> Work instructions
Make an exact copy of the entries, and keep any pictures out of it.

> Provided material
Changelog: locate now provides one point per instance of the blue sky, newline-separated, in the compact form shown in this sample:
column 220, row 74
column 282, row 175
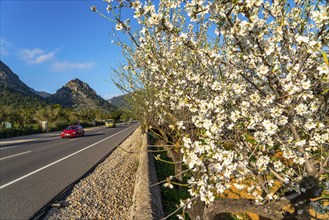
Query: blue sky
column 49, row 42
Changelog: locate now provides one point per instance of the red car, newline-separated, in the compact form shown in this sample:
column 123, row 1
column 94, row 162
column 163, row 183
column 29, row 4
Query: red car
column 73, row 131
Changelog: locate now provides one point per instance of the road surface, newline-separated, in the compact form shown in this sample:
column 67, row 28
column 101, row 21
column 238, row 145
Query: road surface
column 34, row 169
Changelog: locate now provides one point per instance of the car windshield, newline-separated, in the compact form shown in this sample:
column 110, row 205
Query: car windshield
column 71, row 128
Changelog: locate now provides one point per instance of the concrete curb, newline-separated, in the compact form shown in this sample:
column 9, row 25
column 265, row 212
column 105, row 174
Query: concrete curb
column 146, row 199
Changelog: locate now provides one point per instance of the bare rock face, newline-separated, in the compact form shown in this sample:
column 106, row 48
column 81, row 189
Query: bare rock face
column 78, row 94
column 11, row 81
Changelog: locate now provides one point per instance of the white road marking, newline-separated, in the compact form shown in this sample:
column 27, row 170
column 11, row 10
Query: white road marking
column 4, row 148
column 15, row 155
column 57, row 161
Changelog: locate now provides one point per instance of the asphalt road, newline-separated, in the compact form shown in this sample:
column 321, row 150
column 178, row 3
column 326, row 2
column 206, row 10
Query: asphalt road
column 34, row 169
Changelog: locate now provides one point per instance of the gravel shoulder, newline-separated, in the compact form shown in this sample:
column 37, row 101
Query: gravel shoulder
column 107, row 193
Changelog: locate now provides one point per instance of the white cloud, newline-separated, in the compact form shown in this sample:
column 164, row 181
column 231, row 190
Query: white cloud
column 64, row 66
column 5, row 47
column 109, row 96
column 36, row 55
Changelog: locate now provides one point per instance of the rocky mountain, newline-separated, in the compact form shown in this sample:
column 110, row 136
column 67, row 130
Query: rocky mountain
column 79, row 95
column 15, row 92
column 119, row 101
column 10, row 80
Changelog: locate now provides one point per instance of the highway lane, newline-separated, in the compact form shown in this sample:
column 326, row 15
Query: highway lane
column 33, row 173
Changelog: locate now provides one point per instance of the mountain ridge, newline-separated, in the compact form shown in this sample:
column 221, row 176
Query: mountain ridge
column 74, row 94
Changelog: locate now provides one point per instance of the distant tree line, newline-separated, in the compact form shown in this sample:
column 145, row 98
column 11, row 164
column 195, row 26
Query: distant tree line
column 22, row 115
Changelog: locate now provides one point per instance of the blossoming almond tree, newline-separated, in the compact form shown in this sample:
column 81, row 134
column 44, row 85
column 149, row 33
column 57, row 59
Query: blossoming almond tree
column 252, row 79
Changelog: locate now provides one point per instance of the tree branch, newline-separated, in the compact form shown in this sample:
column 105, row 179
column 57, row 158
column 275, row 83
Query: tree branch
column 270, row 210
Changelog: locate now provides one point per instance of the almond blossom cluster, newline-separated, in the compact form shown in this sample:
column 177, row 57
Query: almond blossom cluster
column 244, row 83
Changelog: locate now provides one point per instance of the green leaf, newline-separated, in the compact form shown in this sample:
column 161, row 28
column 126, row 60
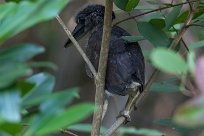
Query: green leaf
column 158, row 22
column 195, row 45
column 49, row 123
column 11, row 128
column 133, row 39
column 170, row 123
column 21, row 52
column 10, row 105
column 20, row 16
column 153, row 34
column 171, row 17
column 168, row 85
column 11, row 71
column 126, row 5
column 25, row 86
column 44, row 84
column 144, row 8
column 168, row 61
column 153, row 2
column 182, row 18
column 141, row 131
column 191, row 113
column 191, row 61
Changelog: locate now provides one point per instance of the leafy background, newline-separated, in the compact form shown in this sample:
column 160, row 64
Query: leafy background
column 34, row 64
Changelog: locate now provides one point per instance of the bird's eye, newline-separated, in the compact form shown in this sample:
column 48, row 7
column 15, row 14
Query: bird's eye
column 81, row 20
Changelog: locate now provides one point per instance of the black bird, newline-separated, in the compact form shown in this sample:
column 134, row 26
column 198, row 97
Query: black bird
column 125, row 68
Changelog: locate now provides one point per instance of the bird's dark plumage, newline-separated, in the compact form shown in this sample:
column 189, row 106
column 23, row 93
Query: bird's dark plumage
column 125, row 61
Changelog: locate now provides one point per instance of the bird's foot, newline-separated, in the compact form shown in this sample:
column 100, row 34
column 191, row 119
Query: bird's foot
column 125, row 114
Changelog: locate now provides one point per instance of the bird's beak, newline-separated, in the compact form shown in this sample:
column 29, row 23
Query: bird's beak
column 78, row 32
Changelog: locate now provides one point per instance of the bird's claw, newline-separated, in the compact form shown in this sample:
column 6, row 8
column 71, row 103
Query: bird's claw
column 125, row 114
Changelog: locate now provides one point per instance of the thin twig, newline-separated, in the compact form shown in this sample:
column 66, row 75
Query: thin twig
column 115, row 126
column 182, row 40
column 76, row 44
column 195, row 25
column 173, row 45
column 162, row 8
column 100, row 78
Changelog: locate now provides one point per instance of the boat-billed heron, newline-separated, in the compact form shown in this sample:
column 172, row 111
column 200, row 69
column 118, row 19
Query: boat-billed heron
column 125, row 72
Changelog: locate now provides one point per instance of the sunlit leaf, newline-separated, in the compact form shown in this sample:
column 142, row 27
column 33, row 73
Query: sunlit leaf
column 10, row 105
column 199, row 74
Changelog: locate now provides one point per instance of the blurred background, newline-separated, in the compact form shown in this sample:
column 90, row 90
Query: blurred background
column 71, row 71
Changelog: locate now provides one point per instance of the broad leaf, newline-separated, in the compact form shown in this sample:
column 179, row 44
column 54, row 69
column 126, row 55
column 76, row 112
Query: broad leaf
column 153, row 34
column 191, row 113
column 168, row 85
column 126, row 5
column 49, row 123
column 168, row 61
column 171, row 17
column 11, row 71
column 10, row 105
column 198, row 44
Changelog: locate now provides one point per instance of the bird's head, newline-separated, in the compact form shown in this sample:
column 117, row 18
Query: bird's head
column 86, row 19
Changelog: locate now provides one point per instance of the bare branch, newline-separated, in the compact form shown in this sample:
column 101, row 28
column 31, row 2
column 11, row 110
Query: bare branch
column 173, row 45
column 100, row 78
column 76, row 44
column 115, row 126
column 69, row 133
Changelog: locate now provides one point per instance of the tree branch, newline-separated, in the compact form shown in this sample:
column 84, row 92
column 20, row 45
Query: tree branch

> Output
Changelog: locate now provides one point per instance of the blue sky, newline-separated, in the compact form shown in this sample:
column 220, row 74
column 282, row 175
Query: blue sky
column 49, row 42
Changelog: locate now provides one point per instance of the red car, newline-separated, in the compact form shown in this sample:
column 123, row 1
column 94, row 162
column 163, row 183
column 29, row 4
Query: red car
column 73, row 131
Changelog: locate now provides one point per instance of the road surface, newline-separated, in the compact form shown in this sample:
column 67, row 28
column 101, row 21
column 238, row 145
Query: road surface
column 34, row 169
Changelog: locate now provides one point per instance of the car windshield, newline-separated, in the compact form shown in this sample:
column 110, row 205
Query: car windshield
column 71, row 128
Changelog: locate now provides one point per instance of the concrete curb, newline-separated, in the compact form shown in this sample:
column 9, row 25
column 265, row 212
column 105, row 174
Query: concrete curb
column 146, row 199
Changelog: locate now provides one point per instance of the bare rock face, newline-separated, in the compact form shown in this sample:
column 106, row 48
column 81, row 189
Query: bare rock face
column 78, row 94
column 11, row 81
Changelog: locate now provides one point per instance of the white road marking, newline-separated, in the compact form shown in this sample:
column 27, row 170
column 11, row 10
Query: white road marking
column 4, row 148
column 15, row 155
column 57, row 161
Changelog: locate now provides one point per instance of the asphalt road, newline-separated, in the compact form shown in this sample:
column 321, row 150
column 178, row 3
column 326, row 2
column 206, row 10
Query: asphalt road
column 34, row 169
Changelog: locate now provides one point per instance of the gravel shoulder, newline-separated, in the compact form shown in this sample:
column 37, row 101
Query: gravel shoulder
column 107, row 193
Changelog: locate now provides one point per instance of the white cloud, newline-separated, in the compact form shown in this sample:
column 164, row 181
column 231, row 190
Query: white cloud
column 64, row 66
column 5, row 47
column 109, row 96
column 36, row 55
Changelog: locate now provides one point per instance of the rocky mountain, newline-separated, in the compact form shown in this sample:
column 110, row 136
column 67, row 130
Query: rocky mountain
column 79, row 95
column 15, row 92
column 119, row 101
column 10, row 80
Changelog: locate now provides one point per instance of the highway lane, newline-separated, in the compact form shown in this sample:
column 326, row 15
Query: highway lane
column 33, row 173
Changelog: locate now provides one point per instance of the mountain ridge, newline-separated, in the compact form shown in this sample:
column 221, row 176
Query: mountain ridge
column 74, row 94
Changelog: locate now provides one point per instance of the distant tree line, newline-separated, in the compact form shown in this sample:
column 145, row 98
column 11, row 164
column 195, row 26
Query: distant tree line
column 22, row 115
Changelog: locate now provides one point per instance of the blossoming almond tree, newline-separated, in the compact form shown in this sample:
column 81, row 134
column 44, row 85
column 149, row 33
column 57, row 59
Query: blossoming almond tree
column 252, row 79
Changelog: locate now provides one point per instance of the tree branch, newline-separated, in the compact form shown in this sample:
column 105, row 179
column 57, row 158
column 275, row 83
Query: tree branch
column 270, row 210
Changelog: locate now provides one point per instance of the almond blossom cluster, newline-separated, in the compact form shown in this sample:
column 177, row 57
Query: almond blossom cluster
column 244, row 83
Changelog: locate now provides one point per instance of the green leaf, newline-separated, in the compact form shown in this sample:
column 161, row 28
column 126, row 60
Query: green leaf
column 158, row 22
column 195, row 45
column 49, row 123
column 11, row 128
column 133, row 39
column 170, row 123
column 21, row 52
column 10, row 105
column 20, row 16
column 153, row 34
column 171, row 17
column 168, row 85
column 11, row 71
column 126, row 5
column 25, row 86
column 44, row 84
column 144, row 8
column 168, row 61
column 153, row 2
column 182, row 18
column 141, row 131
column 191, row 113
column 191, row 61
Changelog: locate now provides one point per instance of the leafy background, newline-separated, in the compact form shown in this sample:
column 160, row 64
Query: leafy background
column 34, row 64
Changelog: locate now provides one point per instance of the bird's eye, newline-separated, in the compact form shown in this sample:
column 48, row 7
column 15, row 14
Query: bird's eye
column 81, row 20
Changelog: locate now provides one point per instance of the black bird, newline-separated, in the compact form shown in this sample:
column 134, row 26
column 198, row 97
Query: black bird
column 125, row 68
Changelog: locate now provides one point per instance of the bird's dark plumage, newline-separated, in the compact form shown in this sample:
column 189, row 106
column 23, row 93
Query: bird's dark plumage
column 125, row 61
Changelog: locate now provides one point per instance of the bird's foot, newline-separated, in the compact form shown in this sample:
column 100, row 34
column 191, row 119
Query: bird's foot
column 125, row 114
Changelog: locate now provides one point per instance of the bird's beak, newline-separated, in the compact form shown in this sample:
column 29, row 23
Query: bird's beak
column 78, row 32
Changelog: locate now provides one point per instance of the bird's claw, newline-separated, in the compact form shown in this sample:
column 6, row 8
column 71, row 103
Query: bird's claw
column 125, row 114
Changelog: locate now provides one point per instance of the thin twig, newline-separated, in the compact form shown in this sample:
column 66, row 75
Query: thin twig
column 115, row 126
column 182, row 40
column 76, row 44
column 195, row 25
column 173, row 45
column 162, row 8
column 100, row 78
Changelog: locate now provides one point per instance of the boat-billed heron, newline-separated, in the compact form shown in this sample:
column 172, row 111
column 200, row 69
column 118, row 19
Query: boat-billed heron
column 125, row 72
Changelog: locate now provides one point per instance of the sunlit leaf, newline-separated, in the compact form shown in this sample:
column 142, row 27
column 33, row 73
Query: sunlit leaf
column 10, row 105
column 199, row 74
Changelog: locate now provides one point per instance of the blurred background, newline-separated, in the compact form shown in this sample:
column 90, row 90
Query: blurred background
column 71, row 71
Changelog: locate now provides one point per instance of the broad leaf, newline-separated, in the compact form shown in this sample:
column 179, row 44
column 54, row 69
column 126, row 55
column 76, row 112
Query: broad leaf
column 153, row 34
column 191, row 113
column 168, row 85
column 126, row 5
column 49, row 123
column 168, row 61
column 171, row 17
column 11, row 71
column 10, row 105
column 198, row 44
Changelog: locate now provides one point per instance of the bird's head, newline-separated, in the compact form shown in this sample:
column 117, row 18
Query: bird's head
column 86, row 19
Changelog: locate now provides one point per instance of the bare branch, newline-separated, in the compact form shown in this sample:
column 101, row 28
column 31, row 2
column 11, row 110
Query: bare branch
column 173, row 45
column 100, row 78
column 76, row 44
column 115, row 126
column 69, row 133
Changelog: locate now provides one point per instance of the tree branch, newline-separated, in the compact form shown in this sample:
column 84, row 92
column 20, row 45
Query: tree branch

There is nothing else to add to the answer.